** Set problem **
Quote every line below exactly as it reads.

--- START ---

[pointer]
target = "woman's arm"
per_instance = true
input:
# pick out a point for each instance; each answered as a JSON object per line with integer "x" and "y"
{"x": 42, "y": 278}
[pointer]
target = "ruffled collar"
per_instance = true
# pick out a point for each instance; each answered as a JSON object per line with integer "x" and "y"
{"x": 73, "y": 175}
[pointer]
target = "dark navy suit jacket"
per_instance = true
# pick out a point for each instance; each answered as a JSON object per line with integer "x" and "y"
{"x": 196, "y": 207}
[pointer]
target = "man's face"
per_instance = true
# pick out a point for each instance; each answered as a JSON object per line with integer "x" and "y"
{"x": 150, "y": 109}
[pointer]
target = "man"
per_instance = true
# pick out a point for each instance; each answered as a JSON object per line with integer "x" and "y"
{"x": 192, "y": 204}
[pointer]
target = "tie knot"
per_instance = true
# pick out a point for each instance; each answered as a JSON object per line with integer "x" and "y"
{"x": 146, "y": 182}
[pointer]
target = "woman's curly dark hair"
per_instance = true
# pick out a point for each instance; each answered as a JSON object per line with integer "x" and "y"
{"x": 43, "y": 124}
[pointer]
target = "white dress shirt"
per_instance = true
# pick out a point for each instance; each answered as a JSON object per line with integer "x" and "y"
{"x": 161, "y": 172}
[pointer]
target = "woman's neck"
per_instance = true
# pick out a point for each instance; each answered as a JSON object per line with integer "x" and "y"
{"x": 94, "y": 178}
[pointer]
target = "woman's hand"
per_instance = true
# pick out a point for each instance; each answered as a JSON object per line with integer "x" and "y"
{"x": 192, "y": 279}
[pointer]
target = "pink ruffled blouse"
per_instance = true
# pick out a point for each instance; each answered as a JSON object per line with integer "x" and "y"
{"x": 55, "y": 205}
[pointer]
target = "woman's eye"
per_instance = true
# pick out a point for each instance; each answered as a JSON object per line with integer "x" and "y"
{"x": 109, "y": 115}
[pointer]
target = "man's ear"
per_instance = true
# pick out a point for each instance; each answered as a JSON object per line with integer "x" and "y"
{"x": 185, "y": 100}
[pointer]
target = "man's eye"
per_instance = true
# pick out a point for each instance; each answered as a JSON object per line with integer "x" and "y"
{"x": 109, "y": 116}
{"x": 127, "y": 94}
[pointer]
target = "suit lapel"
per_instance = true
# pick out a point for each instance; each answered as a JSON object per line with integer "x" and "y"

--- END ---

** Expected answer **
[pointer]
target = "woman's arm"
per_instance = true
input:
# pick out a point for each instance; each answered as a JSON object per line with integer "x" and "y"
{"x": 42, "y": 278}
[pointer]
target = "ruffled collar"
per_instance = true
# pick out a point for each instance; each answered as a JSON object per line with integer "x" and "y"
{"x": 73, "y": 175}
[pointer]
target = "dark navy suit jacket"
per_instance = true
# pick out a point for each instance; each answered as a JSON object per line with integer "x" and "y"
{"x": 196, "y": 207}
[pointer]
target = "man's face"
per_instance = true
# pick out a point for each instance; each answered as a JSON object per line with integer "x" and "y"
{"x": 150, "y": 109}
[pointer]
target = "man"
per_instance = true
# pick out a point for each instance; each answered as a JSON object per line with integer "x" and "y"
{"x": 192, "y": 204}
[pointer]
target = "tie knot"
per_instance = true
# pick out a point for each instance; each answered as a JSON object per line with integer "x" and "y"
{"x": 146, "y": 182}
[pointer]
target = "woman's curly dark hair"
per_instance = true
# pick out a point for each instance; each answered as a JSON object per line with integer "x" and "y"
{"x": 43, "y": 124}
[pointer]
target = "white dress shirt"
per_instance = true
# pick out a point for each instance; each answered as a JSON object per line with integer "x" and "y"
{"x": 161, "y": 172}
[pointer]
target = "woman's neck"
per_instance = true
# pick out a point for each instance; each answered as a JSON object per line with integer "x" and "y"
{"x": 94, "y": 178}
[pointer]
target = "woman's hand"
per_instance = true
# pick out a point for each instance; each answered as a JSON object per line with integer "x" and "y"
{"x": 192, "y": 279}
[pointer]
target = "pink ruffled blouse"
per_instance = true
# pick out a point for each instance; each answered as a JSON object per line with integer "x" and "y"
{"x": 55, "y": 205}
[pointer]
target = "woman's eye"
per_instance = true
# pick out a point for each instance; each answered as a JSON object per line with integer "x" and "y"
{"x": 109, "y": 115}
[pointer]
target = "man's ear"
per_instance = true
# pick out a point for each instance; each answered as a JSON object per line with integer "x" and "y"
{"x": 185, "y": 100}
[pointer]
target = "man's eye"
per_instance = true
# pick out a point for each instance; each answered as a JSON object per line with integer "x" and "y"
{"x": 109, "y": 116}
{"x": 127, "y": 94}
[pointer]
target = "suit lapel"
per_instance = true
# pick out a point for each instance; each answered as a JSON object per line with integer "x" and "y"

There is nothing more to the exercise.